WHAT YOU HAVE TO DO
Could you write what comes next in the article on the ECI ethics survey about workplace pressure, picking up right after its last sentence?

EXTRACT PROVIDED
By Mary Beth West, (@marybethwest) MPRCA, Co-Chair, PRCA Ethics Council (#PRCAethics).

Of the required reading for public relations practitioners at every level of experience, the Washington, D.C.-based Ethics & Compliance Initiative’s (ECI) Global Business Ethics Survey report entitled, “Pressure in the Workplace: Possible Risk Factors and Those at Risk” deserves high-priority.

Why?

The benchmark survey – spanning 18 countries, with 180,000 employees surveyed – details how organizational change can unleash risk factors for unethical misconduct in organizations globally.

And as PR folks know, “misconduct” in our parlance is spelled C-R-I-S-I-S.

Of interest to global PRCA members: the ECI report provides statistical data as to the extent that “employees feel pressure to compromise their organization’s ethics standards, policies or the law,” by global continent, which highlights a degree of cultural nuance worldwide.

DATASET CONTENT
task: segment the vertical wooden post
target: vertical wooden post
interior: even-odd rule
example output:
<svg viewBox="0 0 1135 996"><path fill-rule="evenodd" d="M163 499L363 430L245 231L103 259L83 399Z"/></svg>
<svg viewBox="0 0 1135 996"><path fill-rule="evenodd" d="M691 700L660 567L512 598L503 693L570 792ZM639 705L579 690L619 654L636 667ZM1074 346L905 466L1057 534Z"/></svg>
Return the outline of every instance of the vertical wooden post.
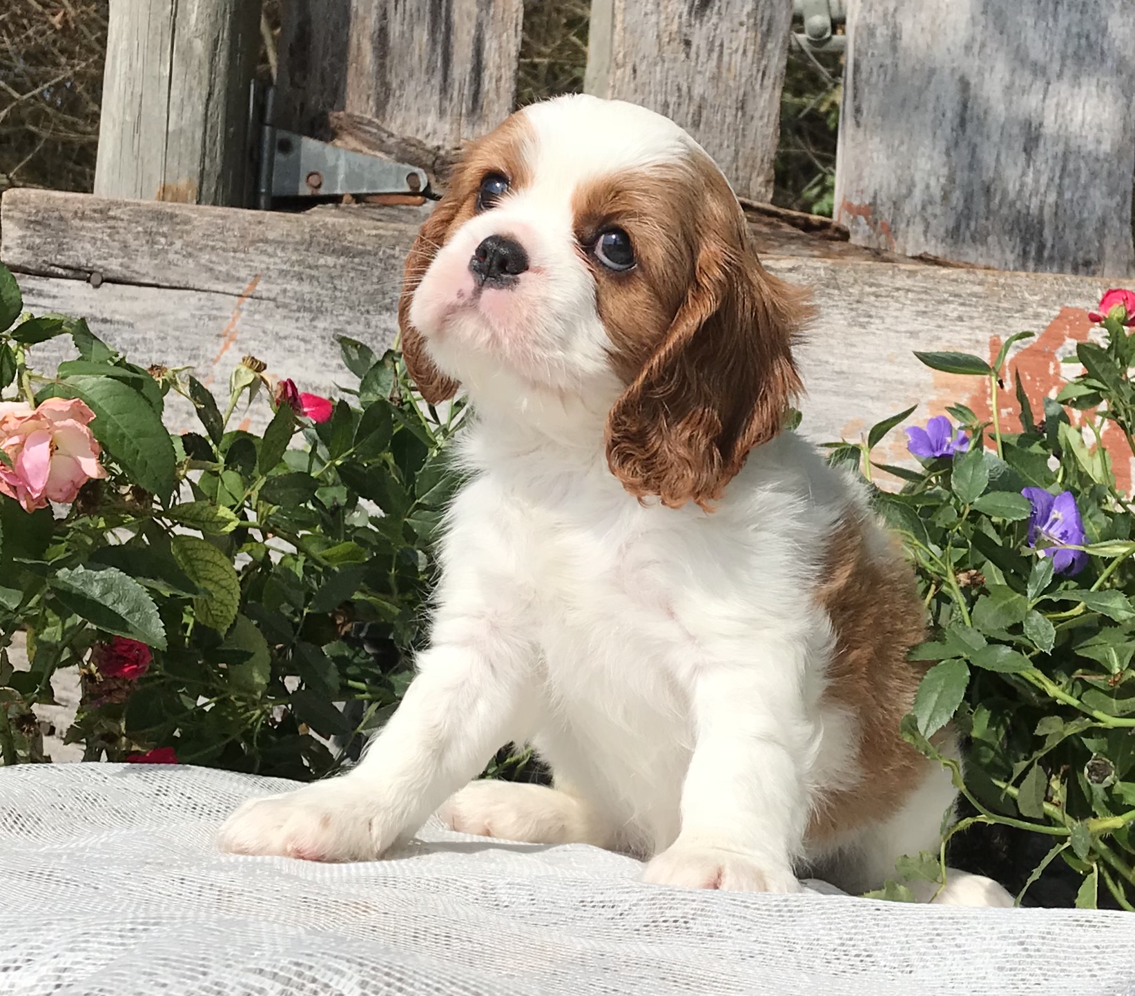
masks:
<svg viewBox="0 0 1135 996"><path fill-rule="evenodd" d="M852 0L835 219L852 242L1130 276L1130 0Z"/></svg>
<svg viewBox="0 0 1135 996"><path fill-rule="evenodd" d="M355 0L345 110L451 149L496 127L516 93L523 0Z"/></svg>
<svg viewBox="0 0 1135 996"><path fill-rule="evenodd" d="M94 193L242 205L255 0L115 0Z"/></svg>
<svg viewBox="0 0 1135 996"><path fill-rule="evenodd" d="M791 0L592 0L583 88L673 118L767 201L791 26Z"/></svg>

ANSWER TO THE EXERCISE
ECI has noted, “Results show that employees working in organizations with four to seven significant changes in 12 months were two times as likely to say they observed misconduct than employees working in an organization without any significant changes.”

The ECI survey isolates six types of misconduct and captures data points for each:

1.      Abusive behavior

2.      Conflicts of interest

3.      Corruption

4.      Discrimination

5.      Sexual Harassment

6.      Violations of health and/or safety regulations

ECI’s research shows that “weak leadership” is statistically documented to be tied to ethical compliance failures / misconduct.

Consequently, for public relations practitioners, the criticality of our role in promoting a strong leadership culture cannot be understated.

PR practitioners must inherently stand as strong leaders themselves, with true peer-level share-of-voice and influence at every decision-making table to help cultivate not only strong leadership choices as they relate to positive public relations impacts but also positive leadership cultures that foster internal integrity, disclosure, transparency and compliance.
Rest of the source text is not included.